▶ EXERCISE OBJECTIVE: Set down the entries once more exactly as they were written.

[RECORDS FOR THIS EXERCISE — start]

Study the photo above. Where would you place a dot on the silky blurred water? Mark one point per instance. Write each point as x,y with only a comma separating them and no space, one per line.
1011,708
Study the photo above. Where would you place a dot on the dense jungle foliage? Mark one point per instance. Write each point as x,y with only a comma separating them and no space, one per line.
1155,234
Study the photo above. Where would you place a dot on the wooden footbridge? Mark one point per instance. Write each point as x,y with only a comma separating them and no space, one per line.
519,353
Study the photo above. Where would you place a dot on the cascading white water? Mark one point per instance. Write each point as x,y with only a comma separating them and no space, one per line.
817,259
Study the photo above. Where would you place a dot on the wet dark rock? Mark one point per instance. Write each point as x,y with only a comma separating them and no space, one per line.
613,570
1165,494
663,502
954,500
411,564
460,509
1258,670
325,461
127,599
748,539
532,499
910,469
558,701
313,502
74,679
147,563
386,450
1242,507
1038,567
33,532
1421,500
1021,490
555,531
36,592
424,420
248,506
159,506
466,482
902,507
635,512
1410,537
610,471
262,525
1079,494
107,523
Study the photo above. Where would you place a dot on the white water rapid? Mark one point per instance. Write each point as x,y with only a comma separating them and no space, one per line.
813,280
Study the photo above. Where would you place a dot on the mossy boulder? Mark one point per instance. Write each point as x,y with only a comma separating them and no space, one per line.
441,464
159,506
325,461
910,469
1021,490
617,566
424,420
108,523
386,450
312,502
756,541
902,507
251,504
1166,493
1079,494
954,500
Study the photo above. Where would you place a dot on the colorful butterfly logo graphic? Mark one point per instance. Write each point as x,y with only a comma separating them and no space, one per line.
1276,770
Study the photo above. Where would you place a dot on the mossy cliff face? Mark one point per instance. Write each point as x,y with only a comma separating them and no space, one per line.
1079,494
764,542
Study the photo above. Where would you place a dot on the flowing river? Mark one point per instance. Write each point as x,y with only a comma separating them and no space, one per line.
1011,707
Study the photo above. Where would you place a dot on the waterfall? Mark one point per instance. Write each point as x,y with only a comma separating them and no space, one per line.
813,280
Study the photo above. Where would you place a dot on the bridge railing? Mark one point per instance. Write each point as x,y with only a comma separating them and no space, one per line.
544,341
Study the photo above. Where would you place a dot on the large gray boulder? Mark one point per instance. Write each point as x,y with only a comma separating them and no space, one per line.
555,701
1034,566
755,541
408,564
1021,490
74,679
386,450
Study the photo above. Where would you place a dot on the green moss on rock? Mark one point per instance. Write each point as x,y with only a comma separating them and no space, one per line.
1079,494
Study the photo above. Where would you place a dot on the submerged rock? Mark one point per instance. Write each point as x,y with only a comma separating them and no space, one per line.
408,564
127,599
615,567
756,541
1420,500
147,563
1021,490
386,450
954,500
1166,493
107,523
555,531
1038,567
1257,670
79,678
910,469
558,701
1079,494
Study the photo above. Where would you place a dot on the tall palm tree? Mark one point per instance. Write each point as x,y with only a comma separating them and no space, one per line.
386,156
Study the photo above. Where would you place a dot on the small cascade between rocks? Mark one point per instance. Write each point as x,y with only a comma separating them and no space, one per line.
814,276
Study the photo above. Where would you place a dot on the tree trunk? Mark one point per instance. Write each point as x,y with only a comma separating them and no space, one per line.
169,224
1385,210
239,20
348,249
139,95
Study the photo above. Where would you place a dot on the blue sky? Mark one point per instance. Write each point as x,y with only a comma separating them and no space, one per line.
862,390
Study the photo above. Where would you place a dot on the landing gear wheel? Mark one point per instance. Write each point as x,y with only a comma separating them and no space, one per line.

[RECORDS FOR THIS EXERCISE — finish]

▶ RESPONSE TO THIS TASK:
Study the photo above. Where would you place a dot on the silky blurred water? Mark one point per instance. Write each point as x,y with only a comma separating them and no space, one per line.
1011,708
Study the photo above. Where would you place a dot on the dense jungle foliage? Mark one point per instance. Write each point as x,y with only a comma separating them and no space, one per line.
1155,234
Study the photo above. Where would you place a dot on the wooden footbridge? Mark one point per instance. Write each point as x,y with only a comma separating them and no space, one per line.
519,353
Study the photo above. Where would you place a dot on the cascading white water? Mark one point per instance. Write each point as x,y with only a comma separating them and no space, one per line.
817,259
Study the photo above. Where would you place a dot on the wet dark rock? Mark one point per instance. Write each point as x,y with only a comma separating them and no space, one per line.
613,570
1165,494
663,502
954,500
411,564
460,509
1258,670
325,461
127,599
748,539
532,499
910,469
558,701
313,502
74,679
147,563
386,450
1242,507
1038,567
33,532
1421,500
1021,490
555,531
36,592
424,420
248,506
159,506
466,482
902,507
635,512
1410,537
610,471
262,525
1079,494
107,523
Study the photo above. Where would you place a dot on the white water rapid? Mark one point per instance. Write each point as x,y with only a comma separating them and no space, one per line.
813,280
Study the photo above. Where would you place a dot on the mossy boulder? Mark one point per instance. Write each point as x,y with only a comma separating them and no space, one per line.
441,464
159,506
325,461
910,469
1021,490
617,566
424,420
108,523
386,450
312,502
756,541
902,507
251,504
1166,493
1079,494
954,500
Study the photo above. Where would you place a dot on the colorful butterfly logo graphic? Mark one point per instance. Write each point as x,y with only a comma separating them and no space, one per line.
1276,770
Study the photo above. Where would you place a dot on the mossy cliff face? Mark one point per instance. Write each point as x,y with only a comma separating them and no space, one per line.
1079,494
764,542
Study the photo above. Where would you place a dot on the flowing river? Mark one point per instance. Write each point as x,y with only a comma separating them and no space, one per line.
1011,707
Study the photo above. Where would you place a dot on the waterfall? Mark one point per instance. Write each point as x,y with only a comma separating them and no space, one per line.
813,280
Study the photo above. Where would you place a dot on the bridge railing? Mark one point per instance. Write each point as x,y with only a comma separating them and no space, one per line.
544,341
Study the photo above. Where would you place a dot on the large gray boulder? Mark one point per instance. Write each point as x,y with only a comma separating them and no space, one per line.
555,701
1034,566
755,541
408,564
1021,490
74,679
386,450
Study the photo above. Where would you place a dot on the green moss on rock? Mark one point per instance. Write each point as x,y with only a comma separating them and no space, one per line.
1079,494
Study the photo above. Where would you place a dot on the submerged rock? Mark one point per instance. Write each point as x,y with only a comma separating them and no space, one per line.
408,564
127,599
615,567
756,541
1420,500
147,563
1021,490
386,450
954,500
1166,493
107,523
555,531
1038,567
1257,670
79,678
910,469
558,701
1079,494
Study the photo above. Where would you place a dot on the tall palm tree? Mark one point per instance. Write each point as x,y with only a comma separating them and no space, one per line.
386,156
Study the photo above. Where would you place a dot on the small cascade between rocks? Mark one point per instance. Write each point as x,y with only a comma separating them and no space, one per line.
814,276
Study the photo above. Where would you place a dot on the tree trunk? Mark one point per instance. Write each point as x,y with only a comma separating them and no space, one per line.
169,224
1385,210
239,20
348,249
139,95
Study the photo above. Where would you place a dot on the blue sky? Mark one point per instance. Write each point as x,y with only a comma separating them and no space, one per line.
862,390
Study the photo above. Where would you place a dot on the landing gear wheel? Mark one point per instance. Write each point as x,y with only a comma separating them and no space, one per line.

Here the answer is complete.